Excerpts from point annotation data
[start]
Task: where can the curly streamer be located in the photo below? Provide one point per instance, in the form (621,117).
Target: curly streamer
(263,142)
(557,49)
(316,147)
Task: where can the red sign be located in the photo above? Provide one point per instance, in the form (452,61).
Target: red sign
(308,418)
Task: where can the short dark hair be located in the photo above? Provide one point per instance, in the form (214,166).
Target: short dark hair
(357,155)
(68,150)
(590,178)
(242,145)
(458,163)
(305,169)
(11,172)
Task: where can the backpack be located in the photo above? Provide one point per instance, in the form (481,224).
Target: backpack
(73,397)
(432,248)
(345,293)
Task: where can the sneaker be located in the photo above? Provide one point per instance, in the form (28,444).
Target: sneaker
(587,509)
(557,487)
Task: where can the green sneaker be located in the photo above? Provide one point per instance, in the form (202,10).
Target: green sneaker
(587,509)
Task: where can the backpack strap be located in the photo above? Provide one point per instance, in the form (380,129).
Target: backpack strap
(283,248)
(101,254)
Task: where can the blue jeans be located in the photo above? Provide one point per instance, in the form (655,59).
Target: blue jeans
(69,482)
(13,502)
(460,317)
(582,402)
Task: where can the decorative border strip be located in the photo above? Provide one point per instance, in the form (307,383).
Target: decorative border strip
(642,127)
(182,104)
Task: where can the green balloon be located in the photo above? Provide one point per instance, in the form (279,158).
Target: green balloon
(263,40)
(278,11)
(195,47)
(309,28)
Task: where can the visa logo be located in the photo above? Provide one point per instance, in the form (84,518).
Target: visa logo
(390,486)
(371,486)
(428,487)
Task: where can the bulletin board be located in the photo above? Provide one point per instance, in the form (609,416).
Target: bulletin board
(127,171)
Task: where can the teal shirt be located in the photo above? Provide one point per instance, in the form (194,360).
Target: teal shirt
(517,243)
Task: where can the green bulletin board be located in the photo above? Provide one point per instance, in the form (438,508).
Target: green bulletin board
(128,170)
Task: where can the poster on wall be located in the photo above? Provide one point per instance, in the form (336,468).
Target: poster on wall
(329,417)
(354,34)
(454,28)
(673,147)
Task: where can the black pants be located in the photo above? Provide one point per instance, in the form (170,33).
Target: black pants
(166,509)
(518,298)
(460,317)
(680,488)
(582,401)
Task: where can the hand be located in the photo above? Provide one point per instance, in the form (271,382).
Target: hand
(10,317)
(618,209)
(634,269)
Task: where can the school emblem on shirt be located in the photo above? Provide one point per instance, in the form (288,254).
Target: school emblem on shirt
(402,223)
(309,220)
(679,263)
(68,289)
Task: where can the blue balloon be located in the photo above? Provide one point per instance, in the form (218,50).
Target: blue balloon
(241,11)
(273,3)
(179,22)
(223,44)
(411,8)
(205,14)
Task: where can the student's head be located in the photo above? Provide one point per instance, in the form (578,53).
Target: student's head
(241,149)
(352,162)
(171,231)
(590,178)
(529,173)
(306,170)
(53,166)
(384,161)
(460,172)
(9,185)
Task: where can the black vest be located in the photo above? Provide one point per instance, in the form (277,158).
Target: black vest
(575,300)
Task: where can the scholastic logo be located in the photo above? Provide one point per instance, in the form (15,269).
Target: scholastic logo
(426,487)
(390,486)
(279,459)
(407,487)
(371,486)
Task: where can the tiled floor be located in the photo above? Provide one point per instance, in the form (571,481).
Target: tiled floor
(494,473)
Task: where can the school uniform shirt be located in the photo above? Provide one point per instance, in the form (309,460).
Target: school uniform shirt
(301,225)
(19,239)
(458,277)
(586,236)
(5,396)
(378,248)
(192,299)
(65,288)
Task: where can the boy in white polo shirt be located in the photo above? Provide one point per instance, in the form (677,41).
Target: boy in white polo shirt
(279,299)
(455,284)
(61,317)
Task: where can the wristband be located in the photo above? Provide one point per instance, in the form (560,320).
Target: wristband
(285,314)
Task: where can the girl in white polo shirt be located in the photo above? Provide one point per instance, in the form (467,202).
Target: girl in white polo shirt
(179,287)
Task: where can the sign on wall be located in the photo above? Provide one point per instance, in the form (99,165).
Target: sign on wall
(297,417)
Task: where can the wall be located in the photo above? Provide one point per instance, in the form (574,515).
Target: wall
[end]
- **Task**
Repeat the material above exactly.

- **Result of the exercise**
Task: where can the curly streamer be located in the photo below? Provide one point per instance, in the form (621,117).
Target: curly streamer
(263,142)
(557,49)
(316,147)
Task: where can the red sign be located in the photo above? Provide one point per instance, in the form (452,61).
Target: red sign
(308,418)
Task: where can the short dark hair be located in the photo above? Provide one point per instance, in the form (214,166).
Target: short dark hair
(357,155)
(68,150)
(590,178)
(242,145)
(458,163)
(305,169)
(11,172)
Task: where can the backpack be located in the photo above? Provide one point per instance, in the form (481,224).
Target: backpack
(73,397)
(432,248)
(345,293)
Task: where can the sneaker be located in the photo above? Provide one point per instance, in the form (28,444).
Target: sneaker
(587,509)
(557,487)
Task: where can the green sneaker be located in the photo above? Provide one point per instance, in the form (202,10).
Target: green sneaker
(587,509)
Task: where can the backpack strap be located in the photo above? Provide one point per instance, in the form (380,129).
Target: backpack strap
(283,248)
(101,254)
Task: where can the blue jeans be located in the photo above? Provide one point per instance, in the form (655,59).
Target: blue jeans
(69,482)
(13,502)
(460,317)
(582,402)
Task: where can the decorative border strip be located in the photo above? Provide one point per instance, in the form (307,383).
Target: decorative border strip
(642,127)
(182,104)
Task: where can the green balloon be located in the photo above? Provide one point per instance, in the form (279,158).
Target: green balloon
(263,40)
(278,11)
(195,47)
(309,28)
Task: where can the visa logo be located in the photo above? Provide one point per instance, in the form (84,518).
Target: visa logo
(390,486)
(371,486)
(428,487)
Task: where can the bulletin board be located in the photo above? Provide one point per instance, in the form (609,416).
Target: bulletin board
(127,171)
Task: where can the teal shirt be located in the photo above? Provide one point per instance, in the form (194,360).
Target: teal shirt
(517,243)
Task: where can the green bulletin board be located in the photo above? Provide one point per instance, in the form (438,508).
Target: green bulletin board
(128,170)
Task: where can the poster on wall be located in the photo above? Provide one point per instance, in the form (336,468).
Target: poster on wall
(329,417)
(354,34)
(454,28)
(673,147)
Task: where can the black pants be located in the photo above? Provide one point per instance, in the form (170,33).
Target: black pants
(166,509)
(518,298)
(460,317)
(680,488)
(582,401)
Task: where can the hand be located in the photo above? Provide one point per instance, in the form (271,382).
Target: hand
(10,317)
(618,209)
(634,269)
Task: where can the school emblem on shirt be located in the photo above? Provide one point per instance, in the form (288,254).
Target: school emblem on shirt
(402,223)
(309,220)
(679,263)
(68,289)
Task: where can the blue balloon be located in the photo above? Provide one point per instance, in the form (218,50).
Target: blue balloon
(241,11)
(273,3)
(179,22)
(223,44)
(411,8)
(205,14)
Task: where can the student's head be located in the photo above? Provide one point per instance, in the form (578,53).
Target: student's head
(241,149)
(352,162)
(171,231)
(590,178)
(529,173)
(306,170)
(53,166)
(384,161)
(460,172)
(9,185)
Task: where can the black vest be located in the photo above? Provide one point per instance, in the form (277,158).
Target: black vest
(575,300)
Task: where can the scholastic logo be located in the photo above? Provide one point per instance, in the form (15,269).
Target: scholastic logo
(426,487)
(390,486)
(279,459)
(407,487)
(371,486)
Task: where can the tiled floor be located in the photo above? Provide one point per instance, in the form (571,481).
Target: tiled floor
(494,473)
Task: where can the school uniform shirt be located in the photo above? Provide one point per instance, in the form (309,460).
Target: school uniform shirt
(301,225)
(19,239)
(458,277)
(586,236)
(5,396)
(378,248)
(192,299)
(65,288)
Task: where can the boy in white polo shirt be located in the photo above? Provide one point per instance, in the form (677,41).
Target: boy in white polo shirt
(279,299)
(455,284)
(61,317)
Task: where can the wristband be located in the photo above? Provide one point per instance, in the form (560,320).
Target: wristband
(285,314)
Task: where can the girl in white polo shirt be located in the photo above? Provide one point per instance, in the form (467,202).
Target: girl in white polo shirt
(179,287)
Task: where can the sign on wall be located in the photo above? Provide one point per instance, in the form (99,165).
Target: sign on wall
(297,417)
Task: where can the wall be located in the photo above? Provide one point per instance, in the form (574,515).
Target: wall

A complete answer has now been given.